*TASK DIRECTIONS*
Please list each line of the items below that contains the string "Target". Case matters.

*MATERIAL FOR THE TASK*
*-*-*

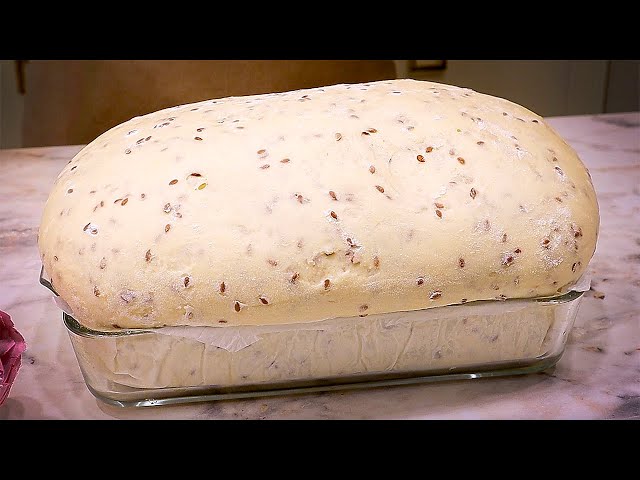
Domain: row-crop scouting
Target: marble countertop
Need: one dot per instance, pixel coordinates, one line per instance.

*-*-*

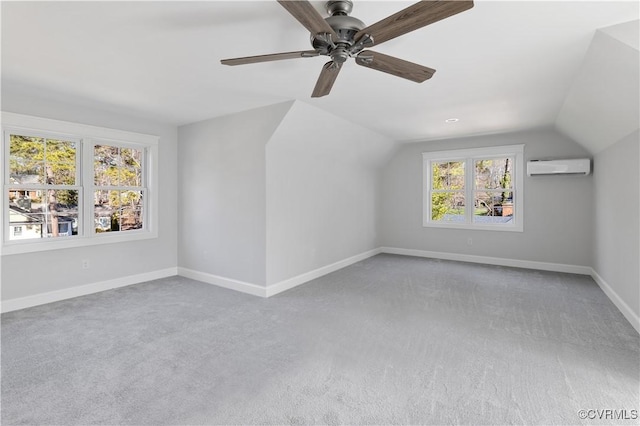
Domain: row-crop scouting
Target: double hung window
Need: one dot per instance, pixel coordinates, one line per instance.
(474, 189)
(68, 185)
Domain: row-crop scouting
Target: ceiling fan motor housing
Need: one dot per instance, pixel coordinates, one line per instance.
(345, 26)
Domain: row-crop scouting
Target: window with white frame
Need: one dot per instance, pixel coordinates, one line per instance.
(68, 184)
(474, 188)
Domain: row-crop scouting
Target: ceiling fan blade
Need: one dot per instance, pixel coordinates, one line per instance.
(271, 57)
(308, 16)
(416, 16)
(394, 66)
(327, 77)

*-*-*

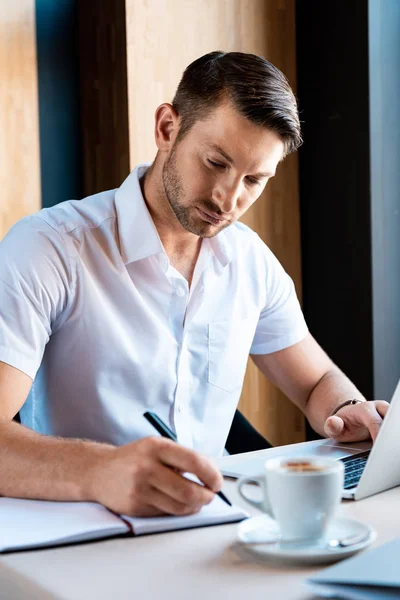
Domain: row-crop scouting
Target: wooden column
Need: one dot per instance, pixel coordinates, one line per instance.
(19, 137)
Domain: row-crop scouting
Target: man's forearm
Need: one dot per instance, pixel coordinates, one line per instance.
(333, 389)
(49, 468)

*-*-*

*WRITTEN ANSWER*
Target: marble countertop
Target: double hung window
Target: ceiling fan motor housing
Target: window with white frame
Target: ceiling fan blade
Target: wooden column
Target: man's forearm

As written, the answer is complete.